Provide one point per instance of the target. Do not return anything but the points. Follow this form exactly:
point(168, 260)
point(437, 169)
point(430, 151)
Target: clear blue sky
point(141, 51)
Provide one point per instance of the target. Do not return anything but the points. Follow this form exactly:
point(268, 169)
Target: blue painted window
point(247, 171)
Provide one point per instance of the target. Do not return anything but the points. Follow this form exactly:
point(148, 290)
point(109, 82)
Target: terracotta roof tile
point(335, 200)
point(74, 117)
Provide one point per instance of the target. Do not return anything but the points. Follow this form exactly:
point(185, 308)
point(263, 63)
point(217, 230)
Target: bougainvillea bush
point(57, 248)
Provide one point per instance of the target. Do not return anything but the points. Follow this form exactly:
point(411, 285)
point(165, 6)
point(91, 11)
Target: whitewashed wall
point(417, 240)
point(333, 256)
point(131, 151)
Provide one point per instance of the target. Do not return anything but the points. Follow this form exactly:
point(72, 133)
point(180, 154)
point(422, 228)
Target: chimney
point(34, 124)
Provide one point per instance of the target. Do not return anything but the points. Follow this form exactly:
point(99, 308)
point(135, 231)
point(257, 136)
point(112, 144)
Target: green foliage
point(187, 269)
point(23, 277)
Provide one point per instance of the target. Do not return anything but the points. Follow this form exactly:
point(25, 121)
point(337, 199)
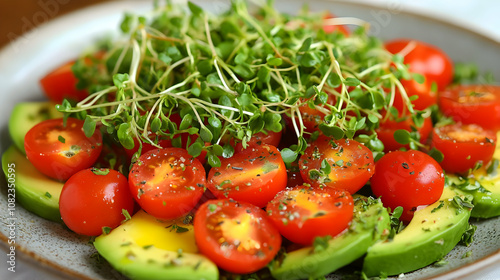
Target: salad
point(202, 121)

__Given problem__
Put every line of the records above into a JSON list of strings, one string per line, with blank lines and the pictures left out.

__Final result__
[
  "Provide one point per instance of the target. Do not return anything but the points. Follow this form exactly:",
  "point(168, 260)",
  "point(437, 169)",
  "point(430, 151)",
  "Target: clear blue sky",
  "point(141, 51)",
  "Provide one point per instance of the target. Do not return anything but the points. Follow this form exactly:",
  "point(268, 169)",
  "Target: blue painted window",
  "point(247, 171)",
  "Provide one point per instance of the target. Do not return anything but the points. Follow this form exactly:",
  "point(148, 290)",
  "point(109, 82)",
  "Target: terracotta roof tile",
  "point(335, 200)",
  "point(74, 117)",
  "Provide one point per instance of the target. Do not return anything but the points. Follow this form exactly:",
  "point(185, 308)",
  "point(263, 63)",
  "point(217, 230)",
  "Target: bougainvillea bush",
  "point(57, 248)",
  "Provide one point per instance of the target. Do not return anything but the points. Follow this form exactly:",
  "point(411, 285)",
  "point(165, 6)",
  "point(91, 11)",
  "Target: whitewashed wall",
  "point(417, 240)",
  "point(333, 256)",
  "point(131, 151)",
  "Provide one point per instance of the target. Do not return anything but the points. Follow this form exactly:",
  "point(72, 133)",
  "point(180, 154)",
  "point(422, 228)",
  "Target: chimney",
  "point(34, 124)",
  "Provide one point per instance of the target. Do not return anything but the points. Follow this form exactly:",
  "point(99, 308)",
  "point(135, 231)",
  "point(257, 136)",
  "point(112, 144)",
  "Target: green foliage",
  "point(187, 269)",
  "point(23, 277)",
  "Provide one point per instance of the target. Do not return anything but the points. Follow this form exactly:",
  "point(25, 121)",
  "point(337, 199)",
  "Target: salad",
  "point(202, 121)"
]